## Exercise requirements
Translate this sentence from the news report on the Stafford Hospital closure into Spanish: "Patients requiring A&E treatment overnight will be dealt with by neighbouring hospitals."

## Text under study
----
Stafford Hospital has shut its accident and emergency unit at night due to staff shortages.
The planned closure of Stafford Hospital’s accident and emergency department between 10pm to 8am started last night and will last three months. The hospital is at the centre of a £10m public inquiry into standards of care.
The closure coincided with the end of a 139-day public inquiry set up after a 2009 Healthcare Commission report discovered “appalling standards” of care at the hospital.
Patients requiring A&E treatment overnight will be dealt with by neighbouring hospitals.
Mid Staffordshire NHS Trust, which runs the hospital, announced the temporary closure of the department last month.
Chief executive Lyn Hill-Tout said there were not enough doctors and consultants to keep it open 24 hours a day, admitting that the problem was “partly due to the reputation of the trust”.
She said at the time: “Our emergency department is safe. However, because of the number of doctor vacancies we need to close it temporarily at night, which will allow resources to be focused on daytime activity, thus increasing quality of care, and this will also allow a period for intense staff development. Our overriding concern is to keep patients safe.”
----
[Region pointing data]
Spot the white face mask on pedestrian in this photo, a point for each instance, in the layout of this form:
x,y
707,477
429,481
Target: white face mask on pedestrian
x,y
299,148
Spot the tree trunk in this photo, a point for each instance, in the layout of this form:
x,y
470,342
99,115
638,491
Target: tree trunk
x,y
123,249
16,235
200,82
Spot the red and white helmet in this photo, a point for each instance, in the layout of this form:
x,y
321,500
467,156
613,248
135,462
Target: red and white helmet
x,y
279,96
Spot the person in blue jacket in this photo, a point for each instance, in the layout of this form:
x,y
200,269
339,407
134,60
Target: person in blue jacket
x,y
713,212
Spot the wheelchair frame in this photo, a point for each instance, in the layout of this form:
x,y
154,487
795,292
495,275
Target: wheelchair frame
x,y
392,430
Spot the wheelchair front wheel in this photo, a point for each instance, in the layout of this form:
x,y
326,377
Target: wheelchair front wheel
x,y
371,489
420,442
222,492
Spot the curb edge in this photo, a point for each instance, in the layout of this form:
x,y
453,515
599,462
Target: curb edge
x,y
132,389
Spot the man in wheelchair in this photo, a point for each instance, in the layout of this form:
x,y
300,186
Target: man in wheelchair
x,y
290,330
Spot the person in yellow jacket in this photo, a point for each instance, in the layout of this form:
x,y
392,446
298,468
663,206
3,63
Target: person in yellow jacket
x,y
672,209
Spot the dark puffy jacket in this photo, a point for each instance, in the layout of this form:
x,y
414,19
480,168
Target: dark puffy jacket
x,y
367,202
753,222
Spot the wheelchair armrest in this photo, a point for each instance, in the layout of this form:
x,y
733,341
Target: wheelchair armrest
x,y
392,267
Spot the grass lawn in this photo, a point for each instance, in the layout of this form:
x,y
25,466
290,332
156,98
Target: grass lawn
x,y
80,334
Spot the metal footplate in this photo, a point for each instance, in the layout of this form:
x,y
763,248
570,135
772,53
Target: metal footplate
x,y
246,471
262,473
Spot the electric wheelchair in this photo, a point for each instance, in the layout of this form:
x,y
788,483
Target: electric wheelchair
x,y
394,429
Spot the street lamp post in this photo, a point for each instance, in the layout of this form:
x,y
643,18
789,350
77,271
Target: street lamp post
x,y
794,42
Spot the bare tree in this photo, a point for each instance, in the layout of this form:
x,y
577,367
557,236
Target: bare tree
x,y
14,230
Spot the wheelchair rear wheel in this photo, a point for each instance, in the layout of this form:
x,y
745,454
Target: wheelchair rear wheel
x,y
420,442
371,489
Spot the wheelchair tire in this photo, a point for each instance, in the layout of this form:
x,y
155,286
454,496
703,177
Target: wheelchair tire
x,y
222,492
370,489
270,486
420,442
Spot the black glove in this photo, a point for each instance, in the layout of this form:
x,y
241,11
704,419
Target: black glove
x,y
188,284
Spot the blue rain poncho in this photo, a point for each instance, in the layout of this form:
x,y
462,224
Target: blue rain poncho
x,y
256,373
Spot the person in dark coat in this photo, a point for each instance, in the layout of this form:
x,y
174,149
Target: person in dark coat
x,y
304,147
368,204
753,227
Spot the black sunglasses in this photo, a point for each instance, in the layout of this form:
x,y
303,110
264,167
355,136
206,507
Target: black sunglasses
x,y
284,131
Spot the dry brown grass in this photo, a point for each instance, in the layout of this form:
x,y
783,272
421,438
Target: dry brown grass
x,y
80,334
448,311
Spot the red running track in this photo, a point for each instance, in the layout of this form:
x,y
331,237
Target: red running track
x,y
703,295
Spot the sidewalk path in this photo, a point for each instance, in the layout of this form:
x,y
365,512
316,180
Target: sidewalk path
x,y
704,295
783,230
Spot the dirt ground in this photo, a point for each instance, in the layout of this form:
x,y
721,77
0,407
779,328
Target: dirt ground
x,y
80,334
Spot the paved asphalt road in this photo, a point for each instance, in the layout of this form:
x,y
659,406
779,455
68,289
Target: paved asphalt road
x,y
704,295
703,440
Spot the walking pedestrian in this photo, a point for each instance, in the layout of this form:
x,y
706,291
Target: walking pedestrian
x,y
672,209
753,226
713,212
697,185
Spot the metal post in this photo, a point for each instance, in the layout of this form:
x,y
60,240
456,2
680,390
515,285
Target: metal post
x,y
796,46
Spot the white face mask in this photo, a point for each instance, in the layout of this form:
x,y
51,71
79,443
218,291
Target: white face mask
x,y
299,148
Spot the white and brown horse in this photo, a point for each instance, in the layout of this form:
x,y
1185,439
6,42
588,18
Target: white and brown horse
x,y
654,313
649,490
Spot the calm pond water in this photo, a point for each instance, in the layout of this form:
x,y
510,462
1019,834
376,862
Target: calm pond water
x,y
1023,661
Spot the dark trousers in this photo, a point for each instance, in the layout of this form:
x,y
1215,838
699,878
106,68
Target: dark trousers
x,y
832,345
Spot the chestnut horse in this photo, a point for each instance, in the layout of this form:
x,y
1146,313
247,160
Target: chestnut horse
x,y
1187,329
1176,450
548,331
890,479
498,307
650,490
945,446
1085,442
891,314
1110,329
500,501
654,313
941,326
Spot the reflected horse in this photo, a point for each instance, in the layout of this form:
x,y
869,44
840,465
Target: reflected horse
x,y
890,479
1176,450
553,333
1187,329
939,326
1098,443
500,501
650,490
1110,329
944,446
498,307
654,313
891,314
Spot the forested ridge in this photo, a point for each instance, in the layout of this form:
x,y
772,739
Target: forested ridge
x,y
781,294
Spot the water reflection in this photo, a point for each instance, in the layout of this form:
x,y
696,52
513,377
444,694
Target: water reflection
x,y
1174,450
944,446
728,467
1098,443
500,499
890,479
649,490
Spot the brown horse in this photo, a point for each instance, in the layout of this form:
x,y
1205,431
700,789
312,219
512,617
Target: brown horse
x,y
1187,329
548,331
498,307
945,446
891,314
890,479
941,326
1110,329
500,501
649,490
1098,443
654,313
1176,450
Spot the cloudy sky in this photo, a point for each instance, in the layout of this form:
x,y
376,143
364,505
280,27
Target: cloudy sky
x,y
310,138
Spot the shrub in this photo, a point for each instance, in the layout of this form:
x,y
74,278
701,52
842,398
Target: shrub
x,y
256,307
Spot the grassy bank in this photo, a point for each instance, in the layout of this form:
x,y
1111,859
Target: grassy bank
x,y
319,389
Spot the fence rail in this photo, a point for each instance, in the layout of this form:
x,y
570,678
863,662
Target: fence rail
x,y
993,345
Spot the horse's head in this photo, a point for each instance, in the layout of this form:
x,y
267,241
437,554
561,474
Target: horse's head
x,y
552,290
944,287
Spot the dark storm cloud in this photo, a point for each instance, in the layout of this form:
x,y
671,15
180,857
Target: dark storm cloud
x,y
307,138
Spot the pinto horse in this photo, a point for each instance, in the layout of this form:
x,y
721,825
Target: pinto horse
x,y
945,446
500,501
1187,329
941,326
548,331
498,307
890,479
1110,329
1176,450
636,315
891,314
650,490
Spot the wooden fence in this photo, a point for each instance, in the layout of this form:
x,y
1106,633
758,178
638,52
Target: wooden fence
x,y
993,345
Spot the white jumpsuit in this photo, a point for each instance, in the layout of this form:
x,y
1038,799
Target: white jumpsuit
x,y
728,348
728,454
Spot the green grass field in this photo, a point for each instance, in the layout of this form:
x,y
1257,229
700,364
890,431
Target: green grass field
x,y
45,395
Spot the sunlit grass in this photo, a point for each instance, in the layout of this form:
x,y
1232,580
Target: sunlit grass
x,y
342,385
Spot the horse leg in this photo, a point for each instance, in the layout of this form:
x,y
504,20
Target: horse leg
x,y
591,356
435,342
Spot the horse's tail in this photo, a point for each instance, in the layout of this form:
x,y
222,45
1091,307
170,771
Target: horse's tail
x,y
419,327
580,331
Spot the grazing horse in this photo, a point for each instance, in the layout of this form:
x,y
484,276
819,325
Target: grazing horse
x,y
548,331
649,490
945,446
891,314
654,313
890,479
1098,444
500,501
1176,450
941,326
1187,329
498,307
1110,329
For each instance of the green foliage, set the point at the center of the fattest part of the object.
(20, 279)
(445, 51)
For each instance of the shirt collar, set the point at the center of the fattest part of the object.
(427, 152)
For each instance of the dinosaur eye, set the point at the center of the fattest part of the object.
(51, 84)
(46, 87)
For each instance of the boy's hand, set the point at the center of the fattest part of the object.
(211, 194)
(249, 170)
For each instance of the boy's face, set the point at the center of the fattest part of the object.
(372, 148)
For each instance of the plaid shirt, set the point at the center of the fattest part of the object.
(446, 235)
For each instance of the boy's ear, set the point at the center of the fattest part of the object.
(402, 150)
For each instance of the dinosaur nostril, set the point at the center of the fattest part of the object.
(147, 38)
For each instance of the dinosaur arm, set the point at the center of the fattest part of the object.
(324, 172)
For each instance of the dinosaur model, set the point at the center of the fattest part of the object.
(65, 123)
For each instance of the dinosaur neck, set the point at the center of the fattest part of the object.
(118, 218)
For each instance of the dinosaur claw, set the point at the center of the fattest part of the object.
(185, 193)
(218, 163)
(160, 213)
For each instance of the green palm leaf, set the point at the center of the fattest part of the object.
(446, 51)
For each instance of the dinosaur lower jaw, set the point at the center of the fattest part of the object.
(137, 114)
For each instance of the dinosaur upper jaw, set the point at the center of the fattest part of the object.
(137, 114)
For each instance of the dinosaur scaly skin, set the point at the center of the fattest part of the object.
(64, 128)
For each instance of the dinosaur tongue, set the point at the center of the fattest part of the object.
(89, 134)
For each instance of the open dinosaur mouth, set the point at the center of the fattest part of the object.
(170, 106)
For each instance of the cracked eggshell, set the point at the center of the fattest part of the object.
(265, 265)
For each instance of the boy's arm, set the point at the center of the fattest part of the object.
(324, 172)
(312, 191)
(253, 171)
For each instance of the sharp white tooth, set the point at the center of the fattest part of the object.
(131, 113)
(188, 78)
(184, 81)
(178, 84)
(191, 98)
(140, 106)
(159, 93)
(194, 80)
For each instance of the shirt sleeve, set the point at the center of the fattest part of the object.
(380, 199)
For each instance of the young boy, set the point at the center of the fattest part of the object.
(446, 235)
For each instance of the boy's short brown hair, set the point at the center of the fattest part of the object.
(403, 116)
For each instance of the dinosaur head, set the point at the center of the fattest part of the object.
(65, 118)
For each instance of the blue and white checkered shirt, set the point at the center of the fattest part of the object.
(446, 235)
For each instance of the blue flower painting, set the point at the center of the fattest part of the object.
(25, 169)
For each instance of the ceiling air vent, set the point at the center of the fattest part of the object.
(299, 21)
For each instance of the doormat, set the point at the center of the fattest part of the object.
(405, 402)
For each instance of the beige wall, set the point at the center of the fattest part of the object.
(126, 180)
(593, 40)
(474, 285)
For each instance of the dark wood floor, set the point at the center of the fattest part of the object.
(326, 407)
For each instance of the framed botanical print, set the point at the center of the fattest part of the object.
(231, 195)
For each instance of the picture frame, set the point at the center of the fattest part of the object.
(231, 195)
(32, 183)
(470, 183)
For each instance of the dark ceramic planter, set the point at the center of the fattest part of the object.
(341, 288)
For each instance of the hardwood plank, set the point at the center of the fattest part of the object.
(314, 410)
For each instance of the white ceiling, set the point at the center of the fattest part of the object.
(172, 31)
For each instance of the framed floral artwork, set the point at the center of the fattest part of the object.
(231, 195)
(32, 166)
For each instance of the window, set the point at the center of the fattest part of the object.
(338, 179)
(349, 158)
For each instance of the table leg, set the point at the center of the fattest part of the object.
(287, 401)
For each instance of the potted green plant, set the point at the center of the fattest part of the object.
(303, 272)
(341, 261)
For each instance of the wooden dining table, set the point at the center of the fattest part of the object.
----
## Result
Los pacientes que requieran atención de urgencias durante la noche serán atendidos por hospitales vecinos.